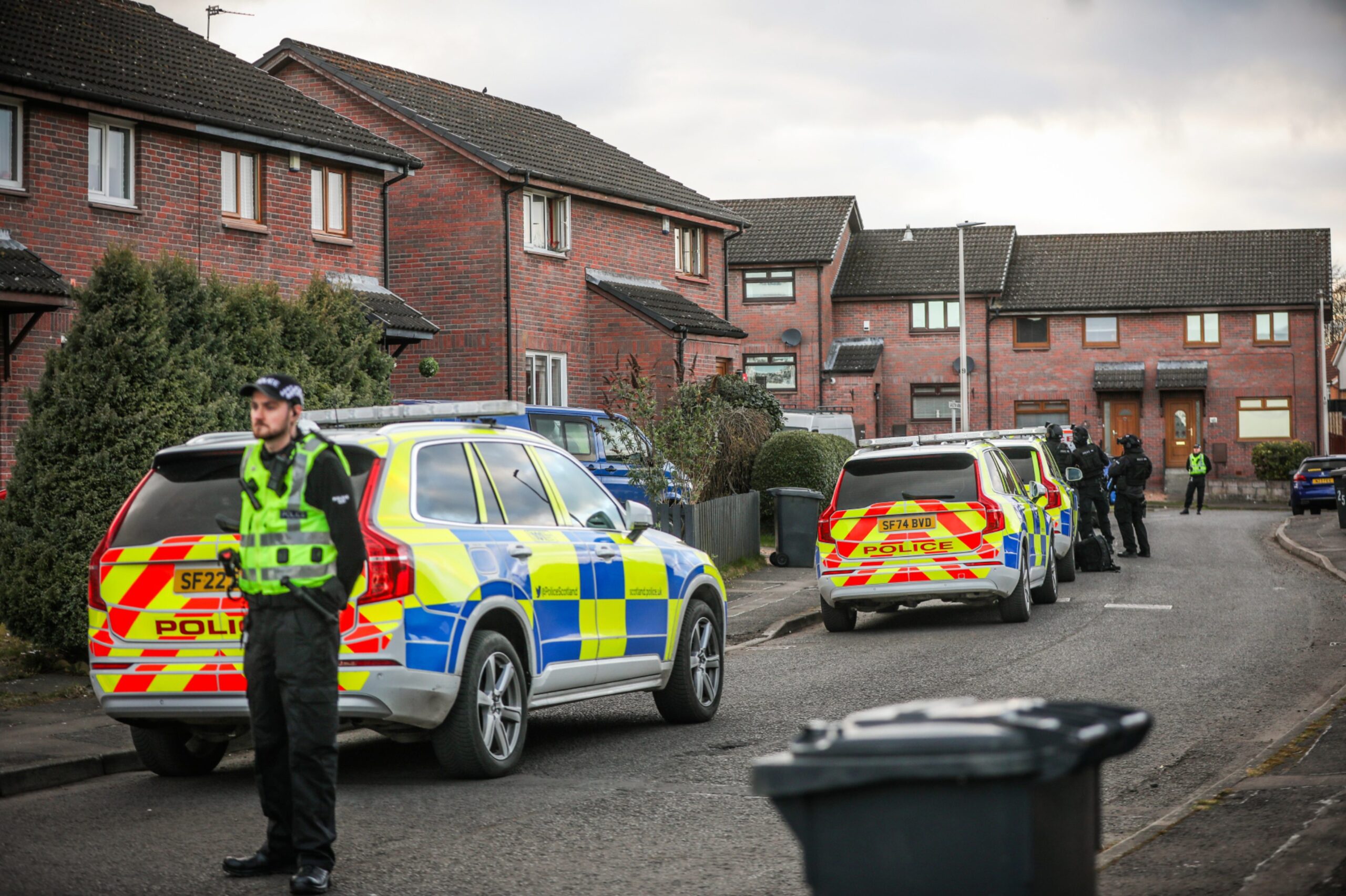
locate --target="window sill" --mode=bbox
[308,230,355,246]
[89,199,145,215]
[219,218,271,234]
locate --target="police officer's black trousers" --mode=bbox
[243,601,339,870]
[1182,476,1206,512]
[1079,480,1112,541]
[1116,494,1149,554]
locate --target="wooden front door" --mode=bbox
[1164,396,1201,467]
[1104,398,1140,456]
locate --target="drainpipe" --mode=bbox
[378,167,412,289]
[985,296,1000,429]
[501,168,528,401]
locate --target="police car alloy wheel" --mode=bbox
[654,600,724,724]
[1000,543,1033,622]
[431,630,528,778]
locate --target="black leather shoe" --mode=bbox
[225,849,295,877]
[289,865,331,893]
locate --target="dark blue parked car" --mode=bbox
[397,399,651,504]
[1289,455,1346,517]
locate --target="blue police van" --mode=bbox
[397,398,651,504]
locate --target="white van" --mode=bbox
[782,410,855,445]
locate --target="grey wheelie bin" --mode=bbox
[766,488,824,567]
[752,697,1151,896]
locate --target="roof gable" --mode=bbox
[1002,230,1331,311]
[0,0,420,167]
[259,38,740,223]
[832,226,1015,298]
[720,197,859,265]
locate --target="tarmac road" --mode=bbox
[0,510,1346,894]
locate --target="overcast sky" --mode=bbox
[152,0,1346,262]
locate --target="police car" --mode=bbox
[991,427,1084,581]
[89,402,727,778]
[814,430,1057,631]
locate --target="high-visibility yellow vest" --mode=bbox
[238,435,350,595]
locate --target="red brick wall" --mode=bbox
[0,94,382,482]
[991,310,1318,476]
[273,62,739,405]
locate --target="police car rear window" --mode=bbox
[837,455,977,510]
[111,447,374,548]
[1000,445,1038,482]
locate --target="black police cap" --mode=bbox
[238,374,304,405]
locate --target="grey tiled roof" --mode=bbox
[1002,230,1331,311]
[822,336,883,373]
[0,0,417,167]
[720,197,855,265]
[0,230,70,298]
[327,273,439,342]
[1094,361,1146,392]
[268,38,740,223]
[584,271,747,339]
[832,226,1015,297]
[1155,361,1206,389]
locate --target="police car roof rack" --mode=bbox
[856,427,1047,454]
[303,401,526,428]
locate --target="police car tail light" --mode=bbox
[977,464,1005,534]
[1047,479,1063,510]
[89,469,155,610]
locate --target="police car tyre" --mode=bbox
[818,598,856,631]
[1033,546,1059,604]
[430,629,528,778]
[130,725,229,778]
[1057,538,1075,581]
[1000,545,1033,622]
[654,600,724,725]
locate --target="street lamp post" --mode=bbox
[954,221,985,429]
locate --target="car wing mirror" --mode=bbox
[626,500,654,541]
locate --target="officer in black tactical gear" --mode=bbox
[1046,424,1077,473]
[1072,424,1112,542]
[1108,436,1155,557]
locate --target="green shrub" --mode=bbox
[1253,440,1317,479]
[0,248,393,658]
[752,429,849,517]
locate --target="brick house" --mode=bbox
[257,39,746,405]
[720,197,864,409]
[0,0,433,482]
[731,198,1339,483]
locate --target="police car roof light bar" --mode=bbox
[303,401,526,427]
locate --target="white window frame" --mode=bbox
[522,190,570,255]
[0,94,23,190]
[85,116,136,209]
[524,351,570,408]
[673,225,705,277]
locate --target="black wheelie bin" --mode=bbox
[766,488,824,567]
[752,697,1151,896]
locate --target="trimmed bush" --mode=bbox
[1253,439,1317,479]
[752,429,849,517]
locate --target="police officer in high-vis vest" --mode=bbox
[225,374,365,893]
[1182,445,1210,517]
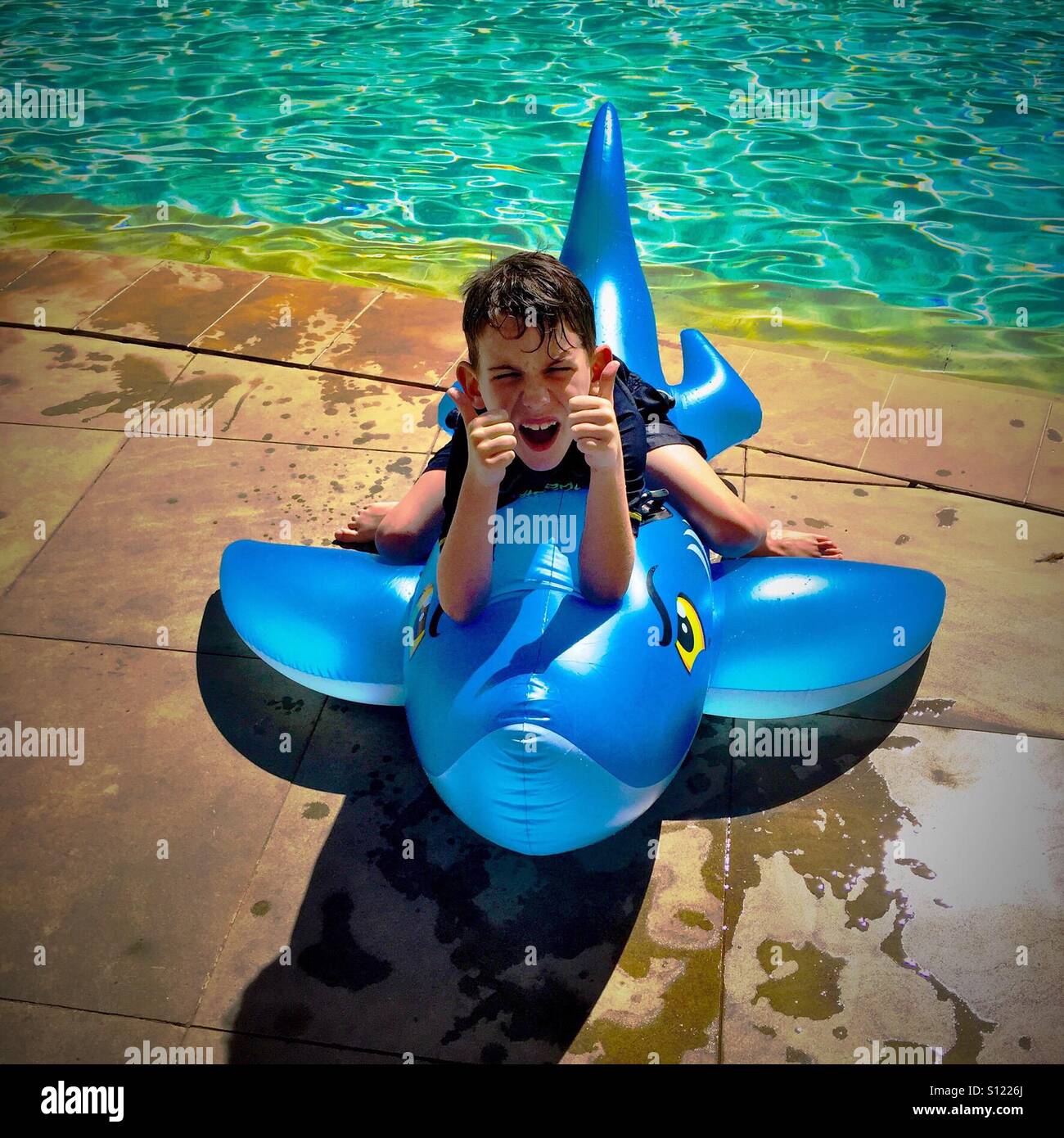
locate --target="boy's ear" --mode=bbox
[455,359,484,408]
[591,344,613,386]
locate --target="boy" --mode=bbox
[336,253,842,587]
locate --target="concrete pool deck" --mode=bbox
[0,248,1064,1063]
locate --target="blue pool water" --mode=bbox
[0,0,1064,359]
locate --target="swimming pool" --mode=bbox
[0,0,1064,387]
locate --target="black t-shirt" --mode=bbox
[440,363,647,537]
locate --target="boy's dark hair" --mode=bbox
[462,253,595,370]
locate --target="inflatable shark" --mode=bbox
[221,103,945,855]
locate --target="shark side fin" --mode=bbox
[219,540,422,704]
[703,558,945,719]
[667,327,761,458]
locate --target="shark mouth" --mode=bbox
[518,419,561,450]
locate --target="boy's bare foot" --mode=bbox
[746,529,842,561]
[332,502,399,545]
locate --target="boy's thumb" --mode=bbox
[597,359,620,403]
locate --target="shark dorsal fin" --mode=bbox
[561,102,665,387]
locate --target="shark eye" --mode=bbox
[676,593,706,671]
[410,585,432,656]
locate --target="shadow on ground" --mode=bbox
[197,594,924,1063]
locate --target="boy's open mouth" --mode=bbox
[518,419,561,450]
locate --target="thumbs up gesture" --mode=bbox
[569,350,623,470]
[447,383,518,486]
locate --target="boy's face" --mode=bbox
[458,318,612,470]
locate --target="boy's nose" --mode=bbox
[521,380,551,411]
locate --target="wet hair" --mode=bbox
[462,251,595,371]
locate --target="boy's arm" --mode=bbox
[436,387,516,624]
[569,359,635,604]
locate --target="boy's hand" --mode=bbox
[447,385,518,486]
[569,359,623,470]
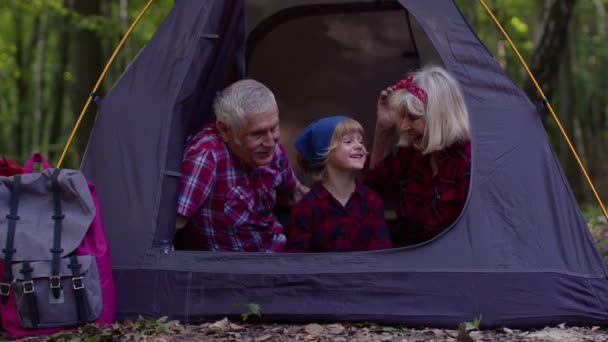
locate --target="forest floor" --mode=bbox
[8,218,608,342]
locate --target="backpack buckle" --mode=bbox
[22,280,34,293]
[72,277,84,290]
[0,283,11,296]
[49,276,61,289]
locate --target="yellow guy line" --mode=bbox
[57,0,154,167]
[479,0,608,219]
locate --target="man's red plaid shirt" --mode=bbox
[365,141,471,246]
[177,124,296,252]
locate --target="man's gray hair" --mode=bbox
[213,79,276,132]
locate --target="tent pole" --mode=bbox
[56,0,154,168]
[479,0,608,219]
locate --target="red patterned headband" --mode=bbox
[394,75,427,105]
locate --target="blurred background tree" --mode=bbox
[0,0,608,210]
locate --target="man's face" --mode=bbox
[225,104,280,168]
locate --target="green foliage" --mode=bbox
[48,324,121,342]
[232,302,262,322]
[134,316,171,335]
[463,315,481,331]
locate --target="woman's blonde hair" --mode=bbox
[296,118,365,181]
[388,66,469,154]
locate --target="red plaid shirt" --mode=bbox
[365,141,471,245]
[286,183,391,252]
[177,124,296,252]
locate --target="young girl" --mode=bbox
[286,116,391,252]
[365,66,471,246]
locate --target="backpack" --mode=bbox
[0,157,23,177]
[0,154,116,337]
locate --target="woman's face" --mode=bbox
[399,111,426,150]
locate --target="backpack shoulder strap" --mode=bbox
[49,169,65,299]
[0,175,21,305]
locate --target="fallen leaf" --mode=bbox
[255,335,272,342]
[230,323,245,330]
[326,324,344,335]
[304,323,324,335]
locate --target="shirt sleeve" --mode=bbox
[177,151,216,218]
[285,201,312,252]
[367,192,392,250]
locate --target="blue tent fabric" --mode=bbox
[82,0,608,328]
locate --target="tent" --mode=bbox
[82,0,608,328]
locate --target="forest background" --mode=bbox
[0,0,608,218]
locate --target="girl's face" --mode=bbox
[327,132,367,171]
[399,111,426,150]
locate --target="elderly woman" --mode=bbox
[365,66,471,246]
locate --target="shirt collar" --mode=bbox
[310,181,365,199]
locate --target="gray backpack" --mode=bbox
[0,169,103,328]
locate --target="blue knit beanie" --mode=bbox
[293,115,348,165]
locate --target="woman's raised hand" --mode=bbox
[376,87,397,131]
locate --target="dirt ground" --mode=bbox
[8,319,608,342]
[11,218,608,342]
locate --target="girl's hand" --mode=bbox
[376,87,397,131]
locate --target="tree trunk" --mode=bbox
[47,0,74,161]
[524,0,576,101]
[66,0,103,167]
[30,0,49,151]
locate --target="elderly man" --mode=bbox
[176,79,307,252]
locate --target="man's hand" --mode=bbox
[293,181,310,204]
[277,181,310,208]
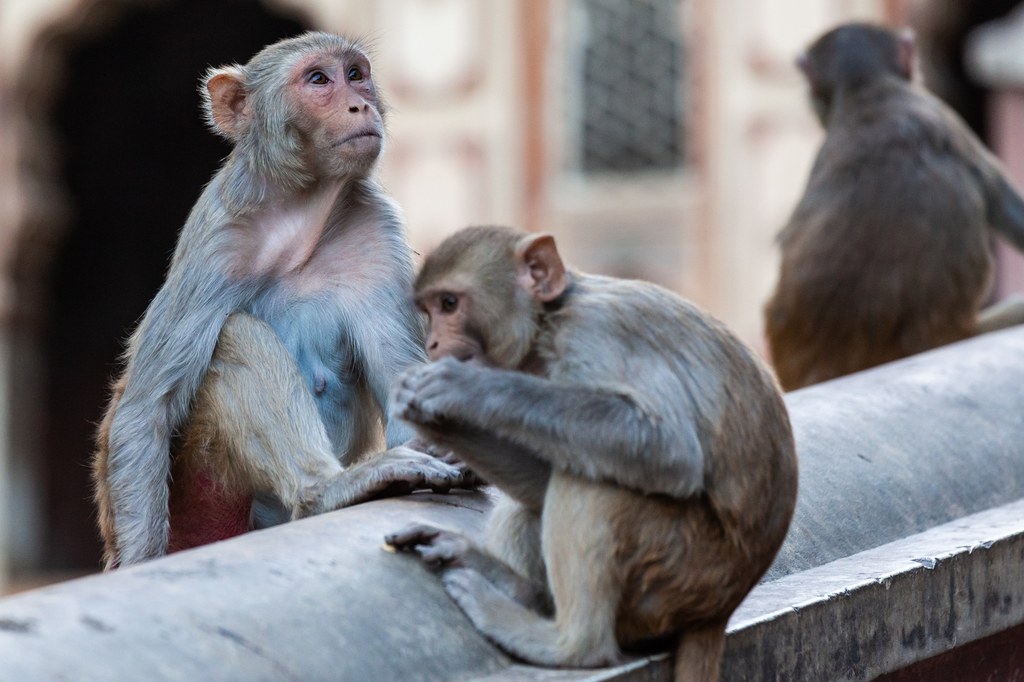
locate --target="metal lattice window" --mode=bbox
[570,0,685,173]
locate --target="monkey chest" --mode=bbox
[254,296,359,414]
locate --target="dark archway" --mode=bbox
[911,0,1021,139]
[37,0,305,569]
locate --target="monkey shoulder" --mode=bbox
[552,274,756,378]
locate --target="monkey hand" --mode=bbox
[384,523,479,569]
[406,436,487,488]
[391,357,483,428]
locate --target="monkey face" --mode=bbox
[417,289,484,361]
[291,49,384,177]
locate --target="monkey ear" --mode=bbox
[898,28,914,81]
[203,66,249,141]
[515,235,565,303]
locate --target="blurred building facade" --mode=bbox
[0,0,1016,592]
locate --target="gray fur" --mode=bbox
[99,33,432,565]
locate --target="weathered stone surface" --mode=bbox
[0,329,1024,681]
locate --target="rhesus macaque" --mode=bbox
[94,33,471,568]
[765,24,1024,390]
[385,227,797,680]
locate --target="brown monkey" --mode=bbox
[386,227,797,680]
[94,33,471,567]
[765,24,1024,389]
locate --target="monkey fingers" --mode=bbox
[392,357,479,426]
[384,524,477,568]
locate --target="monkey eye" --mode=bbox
[440,294,459,312]
[306,71,331,85]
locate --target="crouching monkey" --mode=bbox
[765,24,1024,390]
[385,227,797,680]
[94,33,471,568]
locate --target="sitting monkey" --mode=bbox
[386,227,797,680]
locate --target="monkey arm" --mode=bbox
[395,358,705,498]
[108,266,238,565]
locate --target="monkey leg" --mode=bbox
[674,623,725,682]
[384,489,553,613]
[441,473,625,668]
[190,313,350,517]
[186,313,462,518]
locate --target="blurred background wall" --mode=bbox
[0,0,1024,593]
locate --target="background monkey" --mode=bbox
[386,227,797,680]
[765,24,1024,389]
[94,33,471,568]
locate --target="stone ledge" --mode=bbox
[6,329,1024,681]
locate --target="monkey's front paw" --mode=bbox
[370,445,472,497]
[384,523,475,568]
[391,357,474,426]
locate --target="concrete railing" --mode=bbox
[6,329,1024,680]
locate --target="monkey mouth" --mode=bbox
[337,130,381,146]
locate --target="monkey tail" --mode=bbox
[674,623,725,682]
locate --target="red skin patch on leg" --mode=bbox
[167,469,253,553]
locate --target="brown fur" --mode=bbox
[387,228,797,680]
[765,24,1024,390]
——
### GIVEN PROBLEM
Reproduce the items verbatim from the beginning through the line containing "[501,168,528,401]", including that line. Omit the pictures.

### RESPONSE TO THE EXERCISE
locate --target="window sill" --mode=bbox
[308,230,355,246]
[89,199,145,215]
[219,218,271,234]
locate --target="police officer's black trousers" --mode=bbox
[243,601,339,870]
[1182,476,1206,512]
[1079,480,1112,541]
[1116,494,1149,554]
locate --target="wooden front door" --mode=bbox
[1164,396,1201,467]
[1104,398,1140,456]
locate --target="drainpipe" --mode=bbox
[378,167,412,289]
[985,296,1000,429]
[501,168,528,401]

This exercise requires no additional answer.